• [Job]: Copy every one of the following lines word for word, without changing anything.

— Start of Records shown —

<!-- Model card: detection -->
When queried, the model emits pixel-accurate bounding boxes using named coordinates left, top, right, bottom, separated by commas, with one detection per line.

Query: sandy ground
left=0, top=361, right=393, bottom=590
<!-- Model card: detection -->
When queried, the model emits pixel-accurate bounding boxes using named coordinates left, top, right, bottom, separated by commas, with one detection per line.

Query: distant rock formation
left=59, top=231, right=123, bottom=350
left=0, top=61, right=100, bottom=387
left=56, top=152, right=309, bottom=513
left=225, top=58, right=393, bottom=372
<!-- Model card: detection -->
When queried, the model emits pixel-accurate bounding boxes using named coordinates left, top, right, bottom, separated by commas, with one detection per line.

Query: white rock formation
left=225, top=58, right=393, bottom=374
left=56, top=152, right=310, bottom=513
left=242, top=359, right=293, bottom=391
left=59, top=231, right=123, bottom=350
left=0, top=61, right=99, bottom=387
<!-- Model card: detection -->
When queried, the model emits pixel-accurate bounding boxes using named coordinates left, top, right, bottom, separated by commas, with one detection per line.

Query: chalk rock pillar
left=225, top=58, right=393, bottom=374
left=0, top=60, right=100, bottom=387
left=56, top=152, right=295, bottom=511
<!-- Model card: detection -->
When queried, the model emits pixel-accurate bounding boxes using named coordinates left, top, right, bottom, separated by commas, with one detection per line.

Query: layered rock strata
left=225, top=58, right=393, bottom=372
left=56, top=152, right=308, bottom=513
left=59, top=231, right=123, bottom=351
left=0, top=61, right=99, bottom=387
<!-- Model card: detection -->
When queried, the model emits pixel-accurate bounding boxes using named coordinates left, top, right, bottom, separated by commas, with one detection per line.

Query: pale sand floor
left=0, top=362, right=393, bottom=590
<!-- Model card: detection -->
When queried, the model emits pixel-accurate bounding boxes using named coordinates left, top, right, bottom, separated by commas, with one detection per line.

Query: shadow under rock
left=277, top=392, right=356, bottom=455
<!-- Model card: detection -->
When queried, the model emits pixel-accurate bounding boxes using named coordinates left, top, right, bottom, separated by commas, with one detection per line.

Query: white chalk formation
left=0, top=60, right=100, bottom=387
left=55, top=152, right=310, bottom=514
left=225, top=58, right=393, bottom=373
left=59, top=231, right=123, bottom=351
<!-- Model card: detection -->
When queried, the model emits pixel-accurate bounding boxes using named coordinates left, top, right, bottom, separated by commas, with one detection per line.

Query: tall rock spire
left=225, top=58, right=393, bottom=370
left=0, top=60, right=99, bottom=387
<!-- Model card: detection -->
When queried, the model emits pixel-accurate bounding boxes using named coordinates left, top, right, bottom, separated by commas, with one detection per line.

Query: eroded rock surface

— End of Records shown —

• [Result for this task]:
<!-- Model card: detection -->
When queried, the model emits pixel-accurate bounding boxes using named coordinates left, top, right, bottom, separated by commas, with one detection per line.

Query: sandy ground
left=0, top=361, right=393, bottom=590
<!-- Model card: detection -->
When queried, the model emits pixel-accurate bounding boxes using named coordinates left, top, right, bottom, separated by commas, with one detection per line.

Query: distant rock formation
left=59, top=231, right=123, bottom=350
left=0, top=61, right=100, bottom=387
left=56, top=152, right=309, bottom=513
left=225, top=58, right=393, bottom=372
<!-- Model card: detection -->
When queried, the model emits pixel-accurate bounding boxes using named coordinates left, top, right, bottom, separated by commas, with one detection per line.

Query: white rock formation
left=225, top=58, right=393, bottom=374
left=56, top=152, right=310, bottom=513
left=242, top=359, right=293, bottom=391
left=59, top=231, right=123, bottom=350
left=0, top=61, right=99, bottom=387
<!-- Model card: detection -->
When queried, the model emits pixel-accurate bounding boxes using named coordinates left, top, right, bottom, separated by commas, with one detection per line.

Query: chalk rock pillar
left=225, top=58, right=393, bottom=374
left=0, top=60, right=100, bottom=387
left=56, top=152, right=295, bottom=511
<!-- Model card: detection -->
When queried, the model emits pixel-accurate bounding boxes using named coordinates left, top, right, bottom, separated by commas, with one detection per line.

Query: layered rock strata
left=225, top=58, right=393, bottom=372
left=56, top=152, right=308, bottom=513
left=59, top=231, right=123, bottom=351
left=0, top=61, right=99, bottom=387
<!-- Model card: detection -->
When queried, the model emits pixel-accurate bounding boxes using named coordinates left, top, right, bottom, separated by commas, with one detection per line.

Query: pale sand floor
left=0, top=362, right=393, bottom=590
<!-- Model card: detection -->
When queried, the model emits pixel-accurate bounding boxes using named coordinates left, top, right, bottom, separated by commas, with one detection per line.

Query: shadow under rock
left=277, top=392, right=356, bottom=455
<!-- Model card: detection -->
When queried, the model emits pixel-accurate bounding boxes using named coordinates left, top, right, bottom, separated by commas, with one detection per line.

Query: white chalk formation
left=0, top=60, right=100, bottom=387
left=55, top=152, right=310, bottom=514
left=225, top=58, right=393, bottom=373
left=59, top=231, right=123, bottom=351
<!-- Model card: detection -->
When queried, the model emits pixel-accurate bounding boxes using named coordinates left, top, right, bottom, separated by commas, with one detection per line.

Query: tall rock spire
left=225, top=58, right=393, bottom=370
left=0, top=60, right=99, bottom=387
<!-- Model card: detection -->
When queried, the model emits pixel-accurate bounding boxes using named coordinates left, top, right, bottom, separated by commas, with one detection per line.

Query: eroded rock surface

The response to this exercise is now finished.